Some comments/questions/ suggestions:

     (1) I don't see any non-AVX rules. Do you plan to add them later?

     (2) No matcher rules for ExtractI as well. Same question: left for later?

     (3) AVX-512 rules should be guarded by "UseAVX > 2" predicate:

+instruct extract32s(rRegI dst, vecZ src, vecZ tmp, immI idx) %{
+  predicate(UseAVX > 0 && n->as_Vector()->length() == 32 &&
n->bottom_type()->basic_type() == T_SHORT);

     (4) Is extract4b ever used? I don't see any 32-bit vectors present.

[Listing of labeled points]
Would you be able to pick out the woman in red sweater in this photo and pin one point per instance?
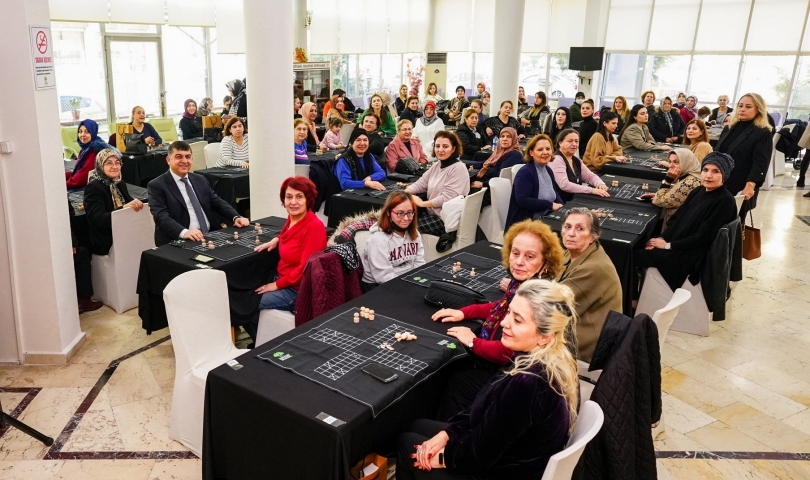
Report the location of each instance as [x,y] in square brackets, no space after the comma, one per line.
[302,235]
[530,250]
[87,136]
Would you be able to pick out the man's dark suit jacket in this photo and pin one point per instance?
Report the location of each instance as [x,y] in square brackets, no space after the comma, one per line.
[170,211]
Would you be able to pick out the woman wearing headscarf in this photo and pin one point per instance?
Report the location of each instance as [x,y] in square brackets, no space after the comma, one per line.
[91,144]
[682,177]
[190,124]
[104,194]
[506,155]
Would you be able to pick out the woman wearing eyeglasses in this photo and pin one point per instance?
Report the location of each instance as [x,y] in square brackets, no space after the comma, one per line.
[104,194]
[395,246]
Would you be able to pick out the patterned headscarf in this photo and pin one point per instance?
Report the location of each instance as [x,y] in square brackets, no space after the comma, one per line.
[98,174]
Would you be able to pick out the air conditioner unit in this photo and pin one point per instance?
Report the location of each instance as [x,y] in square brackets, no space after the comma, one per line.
[436,72]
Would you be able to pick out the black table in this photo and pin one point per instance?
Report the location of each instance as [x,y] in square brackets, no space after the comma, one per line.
[628,169]
[140,169]
[160,265]
[260,421]
[619,246]
[229,183]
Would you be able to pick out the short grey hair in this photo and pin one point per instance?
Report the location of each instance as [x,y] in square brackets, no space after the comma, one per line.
[593,224]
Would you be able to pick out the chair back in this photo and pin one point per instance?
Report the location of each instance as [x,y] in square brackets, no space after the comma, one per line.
[501,190]
[589,422]
[199,317]
[211,152]
[664,317]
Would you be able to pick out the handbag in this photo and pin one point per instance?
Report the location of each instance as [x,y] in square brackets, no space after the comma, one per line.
[752,241]
[447,294]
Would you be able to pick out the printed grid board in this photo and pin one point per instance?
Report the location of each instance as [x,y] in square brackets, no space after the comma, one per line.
[334,353]
[615,219]
[227,248]
[488,273]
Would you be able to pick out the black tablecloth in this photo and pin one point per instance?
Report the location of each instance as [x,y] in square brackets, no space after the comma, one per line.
[160,265]
[260,421]
[619,246]
[140,169]
[229,183]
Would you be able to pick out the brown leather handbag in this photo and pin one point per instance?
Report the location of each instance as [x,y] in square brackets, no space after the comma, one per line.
[752,242]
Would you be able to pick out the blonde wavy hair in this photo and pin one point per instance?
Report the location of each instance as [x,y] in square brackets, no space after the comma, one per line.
[761,119]
[553,308]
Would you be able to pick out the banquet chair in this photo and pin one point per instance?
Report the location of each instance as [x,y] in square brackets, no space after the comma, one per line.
[561,465]
[199,322]
[465,236]
[115,275]
[211,155]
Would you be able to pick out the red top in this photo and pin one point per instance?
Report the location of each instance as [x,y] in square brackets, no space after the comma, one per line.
[80,179]
[295,246]
[490,350]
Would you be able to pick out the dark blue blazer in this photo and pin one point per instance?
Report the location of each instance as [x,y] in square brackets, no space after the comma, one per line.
[523,202]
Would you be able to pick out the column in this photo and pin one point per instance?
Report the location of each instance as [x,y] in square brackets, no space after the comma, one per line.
[32,184]
[269,58]
[506,52]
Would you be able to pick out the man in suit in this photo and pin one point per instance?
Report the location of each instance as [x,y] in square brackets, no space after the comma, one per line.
[182,203]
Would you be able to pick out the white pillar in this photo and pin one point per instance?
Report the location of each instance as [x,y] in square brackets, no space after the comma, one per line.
[269,58]
[506,53]
[32,183]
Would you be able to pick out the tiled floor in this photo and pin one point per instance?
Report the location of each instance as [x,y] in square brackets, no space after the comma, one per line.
[745,388]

DO THIS:
According to the review comments, which predicate should guard the AVX-512 rules? The listing is not needed for this exercise.

FINAL ANSWER:
"UseAVX > 2"